プロシージャルでアートをする~コンピュータに実装した人工知性でアート作品を作る

「プロシージャル技術によるコンテンツはなにも自然現象の再現だけではない。この技術を使ってアート作品の制作に挑戦している人たちもいる」(宮田氏)

宮田氏は「プロシージャル・アート」とも言うべき研究を紹介した。

最初に紹介されたのは「Apophysis」(アポフィジス)と命名されたフラクタルベースのプロシージャル・アート・エディタだ。

プロシージャルアートエディタの「Apophysis」は無償提供されている

スクリプト言語でアートの元となる種を描き、これをGUIベースでパラメータ調整してレンダリングして結果フレームを得る……というような流れとなっている。もともと100種類のスクリプトサンプルが収録されていて、これをいじるだけでも多様なフラクタルアートが制作できる。

「Apophysis」の画面

Apophysisは無料でオフィシャルサイトで提供されており、誰でも試すことが出来る。興味が湧いた人は一度試してみよう。筆者も実際にNo.77のサンプルをベースにして適当にいじってみたところ、以下のような映像が生成できた。とても簡単だ。

- [記録データ]
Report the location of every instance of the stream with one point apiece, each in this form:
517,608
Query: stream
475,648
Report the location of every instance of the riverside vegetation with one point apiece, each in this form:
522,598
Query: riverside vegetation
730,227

- [練習課題]
本文の「スクリプト言語でアートの元と」から「が生成できた。とても簡単だ。」まで(「が生成できた。とても簡単だ。」も含む)を、「フラクタルアート」を「抽象アート」に置き換えて書き出してください。

- [解答]
スクリプト言語でアートの元となる種を描き、これをGUIベースでパラメータ調整してレンダリングして結果フレームを得る……というような流れとなっている。もともと100種類のスクリプトサンプルが収録されていて、これをいじるだけでも多様な抽象アートが制作できる。

「Apophysis」の画面

Apophysisは無料でオフィシャルサイトで提供されており、誰でも試すことが出来る。興味が湧いた人は一度試してみよう。筆者も実際にNo.77のサンプルをベースにして適当にいじってみたところ、以下のような映像が生成できた。とても簡単だ。